[Excerpts of location labeling entries]

——————————

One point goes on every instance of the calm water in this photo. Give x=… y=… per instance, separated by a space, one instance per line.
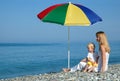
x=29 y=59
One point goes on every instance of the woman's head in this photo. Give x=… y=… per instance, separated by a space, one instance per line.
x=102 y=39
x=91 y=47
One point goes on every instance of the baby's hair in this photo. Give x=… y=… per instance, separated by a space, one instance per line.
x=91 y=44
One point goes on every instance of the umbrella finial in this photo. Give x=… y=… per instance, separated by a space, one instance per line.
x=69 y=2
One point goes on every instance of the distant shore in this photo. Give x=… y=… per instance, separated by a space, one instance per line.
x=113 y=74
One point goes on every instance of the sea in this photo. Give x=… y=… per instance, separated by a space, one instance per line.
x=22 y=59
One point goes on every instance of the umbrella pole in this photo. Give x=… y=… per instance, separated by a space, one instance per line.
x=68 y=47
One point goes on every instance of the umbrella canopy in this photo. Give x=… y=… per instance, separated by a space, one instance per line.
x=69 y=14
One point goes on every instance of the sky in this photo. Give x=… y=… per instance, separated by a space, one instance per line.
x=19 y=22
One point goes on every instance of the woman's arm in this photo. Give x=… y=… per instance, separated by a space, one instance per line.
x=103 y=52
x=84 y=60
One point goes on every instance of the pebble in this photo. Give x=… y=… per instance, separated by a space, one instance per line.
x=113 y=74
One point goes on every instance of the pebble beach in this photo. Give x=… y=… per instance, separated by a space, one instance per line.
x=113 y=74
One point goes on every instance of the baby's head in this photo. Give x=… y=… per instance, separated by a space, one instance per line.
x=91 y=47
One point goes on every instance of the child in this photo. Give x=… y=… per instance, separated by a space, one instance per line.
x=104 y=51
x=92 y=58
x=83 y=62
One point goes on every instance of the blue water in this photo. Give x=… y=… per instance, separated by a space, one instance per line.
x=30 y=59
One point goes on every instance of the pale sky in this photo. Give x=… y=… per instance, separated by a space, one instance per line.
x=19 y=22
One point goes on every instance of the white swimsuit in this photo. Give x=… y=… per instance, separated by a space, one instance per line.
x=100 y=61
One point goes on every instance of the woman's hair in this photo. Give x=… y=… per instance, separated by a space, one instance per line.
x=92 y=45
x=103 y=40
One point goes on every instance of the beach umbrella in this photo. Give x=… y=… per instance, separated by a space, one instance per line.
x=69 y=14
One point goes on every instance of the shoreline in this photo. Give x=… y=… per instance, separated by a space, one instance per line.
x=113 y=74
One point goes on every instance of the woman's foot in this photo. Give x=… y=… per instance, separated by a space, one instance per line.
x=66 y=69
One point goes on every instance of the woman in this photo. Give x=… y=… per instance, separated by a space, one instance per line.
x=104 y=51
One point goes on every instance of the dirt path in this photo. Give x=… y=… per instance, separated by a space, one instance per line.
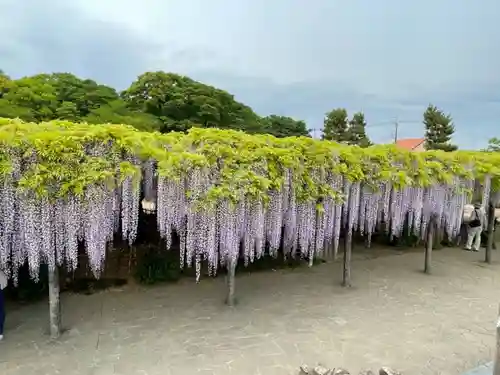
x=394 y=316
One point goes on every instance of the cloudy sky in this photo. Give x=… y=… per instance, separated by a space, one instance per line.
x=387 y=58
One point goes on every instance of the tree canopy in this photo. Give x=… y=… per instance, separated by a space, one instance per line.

——————————

WHAT TO WORK ON: Render the stretch from the line containing "One point goes on every instance of the dirt" through the end of the entries as a JSON list of strings, one string per line, with blank lines dropped. Leave the pictures out.

OUTPUT OF THE EXERCISE:
[
  "One point goes on every instance of the dirt path in this photo. Give x=… y=… per instance, separated by a space, one instance per line.",
  "x=394 y=316",
  "One point goes on every instance of the cloudy sky in this photo. Give x=… y=… per instance, separated by a space, one instance per line.",
  "x=387 y=58",
  "One point goes on every instance of the tree canopy in this photo. Give x=… y=… per instance, separated by a space, one instance per line."
]